WORK INSTRUCTIONS:
1. In the text on debt consolidation loans, translate this sentence into Spanish: "Going into the process uninformed can lead to higher interest rates and damage your credit score."
2. Pick up the text on debt consolidation loans where it stops, and write the steps it promises for applying for such a loan in Connecticut.

SOURCE:

When You Shouldn't Get a Debt Consolidation Loan

  • When your new monthly payment is higher: Consolidating might increase your monthly expenses, worsening your financial situation.
  • When you can pay off debt within a year: Consolidation could unnecessarily extend your repayment period.
  • When your income is unpredictable: Variable income makes it hard to commit to fixed payments.
  • When your debt-to-income (DTI) ratio is above 40%: High DTI can lead to loan denial or unfavorable terms.

How to Get a Debt Consolidation Loan in Connecticut

The average personal debt in Connecticut is $110,034 per year, while the overall average debt for Americans across all states is $104,215. In Connecticut, the average monthly debt is around $9,170.

Using a personal loan to consolidate debt in Connecticut can simplify your payments and potentially lower your interest rates. Going into the process uninformed can lead to higher interest rates and damage your credit score. To avoid these risks, follow these steps to apply for a debt consolidation loan.

RECORDS SHOWN:
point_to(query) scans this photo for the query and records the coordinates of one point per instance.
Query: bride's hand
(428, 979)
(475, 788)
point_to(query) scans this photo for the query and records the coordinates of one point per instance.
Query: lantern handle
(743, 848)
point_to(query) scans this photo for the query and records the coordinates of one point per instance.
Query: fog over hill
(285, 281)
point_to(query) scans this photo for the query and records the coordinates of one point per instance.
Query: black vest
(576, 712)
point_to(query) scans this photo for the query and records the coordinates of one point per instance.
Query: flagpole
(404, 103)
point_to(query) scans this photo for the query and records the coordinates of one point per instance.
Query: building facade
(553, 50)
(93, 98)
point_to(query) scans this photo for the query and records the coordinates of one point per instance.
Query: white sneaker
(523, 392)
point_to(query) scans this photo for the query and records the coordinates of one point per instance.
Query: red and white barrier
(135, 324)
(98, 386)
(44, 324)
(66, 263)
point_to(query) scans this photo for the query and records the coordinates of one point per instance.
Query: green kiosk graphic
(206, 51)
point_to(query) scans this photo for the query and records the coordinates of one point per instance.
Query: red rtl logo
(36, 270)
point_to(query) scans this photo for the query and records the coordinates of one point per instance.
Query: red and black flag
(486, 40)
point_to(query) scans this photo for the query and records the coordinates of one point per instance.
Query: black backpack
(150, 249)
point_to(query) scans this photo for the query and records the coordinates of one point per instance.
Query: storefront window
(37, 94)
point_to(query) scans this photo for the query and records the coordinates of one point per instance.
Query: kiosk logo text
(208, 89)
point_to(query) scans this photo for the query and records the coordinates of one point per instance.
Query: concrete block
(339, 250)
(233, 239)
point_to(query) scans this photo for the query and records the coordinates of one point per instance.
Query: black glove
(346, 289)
* * *
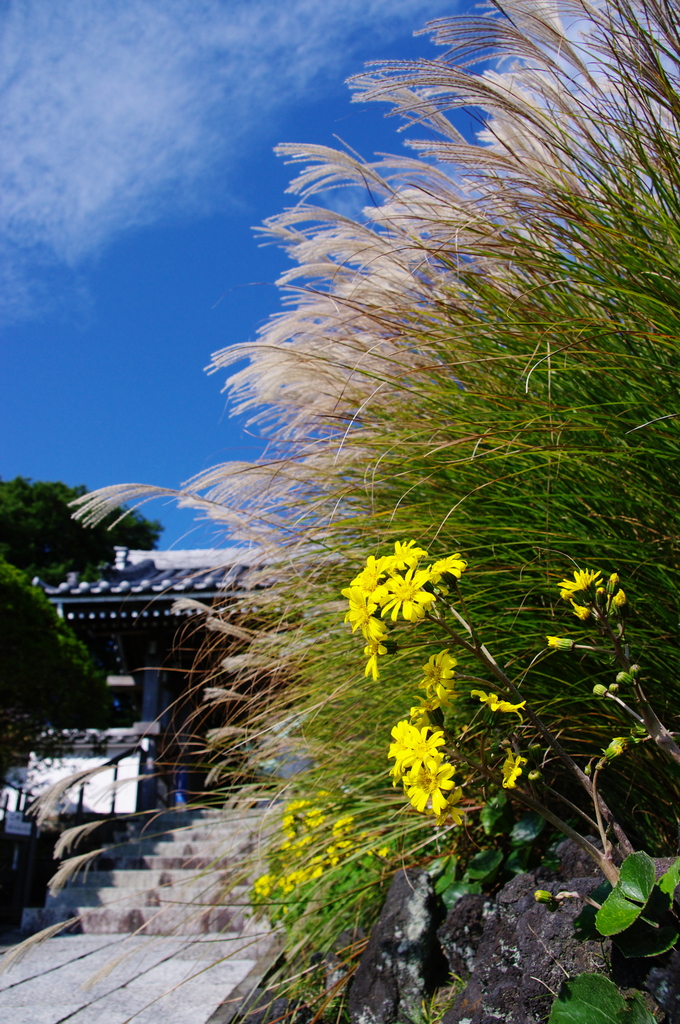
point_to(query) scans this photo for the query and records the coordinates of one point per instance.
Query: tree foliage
--
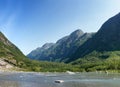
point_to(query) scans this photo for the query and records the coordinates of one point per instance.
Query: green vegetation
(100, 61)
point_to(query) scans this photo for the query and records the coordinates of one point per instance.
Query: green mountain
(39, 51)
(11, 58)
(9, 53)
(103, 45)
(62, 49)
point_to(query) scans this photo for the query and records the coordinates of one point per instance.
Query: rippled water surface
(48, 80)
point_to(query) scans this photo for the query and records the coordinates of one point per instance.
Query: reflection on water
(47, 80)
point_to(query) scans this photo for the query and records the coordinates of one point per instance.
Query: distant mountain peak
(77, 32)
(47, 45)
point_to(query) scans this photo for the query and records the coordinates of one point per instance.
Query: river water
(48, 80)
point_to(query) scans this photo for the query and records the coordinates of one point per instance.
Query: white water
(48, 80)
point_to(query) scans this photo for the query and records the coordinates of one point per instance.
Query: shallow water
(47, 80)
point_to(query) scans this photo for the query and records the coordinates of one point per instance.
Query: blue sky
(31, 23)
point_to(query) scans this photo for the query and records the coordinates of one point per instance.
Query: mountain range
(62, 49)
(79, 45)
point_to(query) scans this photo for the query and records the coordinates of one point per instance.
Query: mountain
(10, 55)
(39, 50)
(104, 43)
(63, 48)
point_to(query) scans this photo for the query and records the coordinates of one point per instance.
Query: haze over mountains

SET OF ANSWERS:
1. Entrar en el proceso sin estar informado puede llevar a tasas de interés más altas y dañar su puntaje de crédito.

2.
  1. 1
    Review your debts and credit score

    Account for existing debts to see which ones to consolidate, like credit card debt. Choosing the wrong debts can lead to higher interest rates. Check your credit scores and improve your credit score by paying bills on time and reducing balances.

  2. 2
    Compare loan terms from lenders.

    Compare loan terms from multiple lenders. Contact lenders to ensure you can use the loan to consolidate debts. Look at APRs, loan limits and how soon you can receive the funds.

  3. 3
    Check for extra benefits

    Some lenders in Connecticut offer added features that could benefit you. For example, Upgrade and Lightstream offer rate discounts, which can save you money over time.

  4. 4
    Watch out for fees and penalties

    Some lender features could be drawbacks. In Connecticut, Prosper charges an origination fee, and Lending Club charges a late fee. These fees can impact your short and long-term finances.

  5. 5
    Get prequalified.

    Prequalification helps borrowers gauge eligibility without affecting their credit score. It involves a soft credit check, which doesn't impact your credit.

  6. 6
    Complete your loan application.

    Prepare the necessary documents, such as proof of income and identification, to complete your loan application. This will make the process faster and smoother.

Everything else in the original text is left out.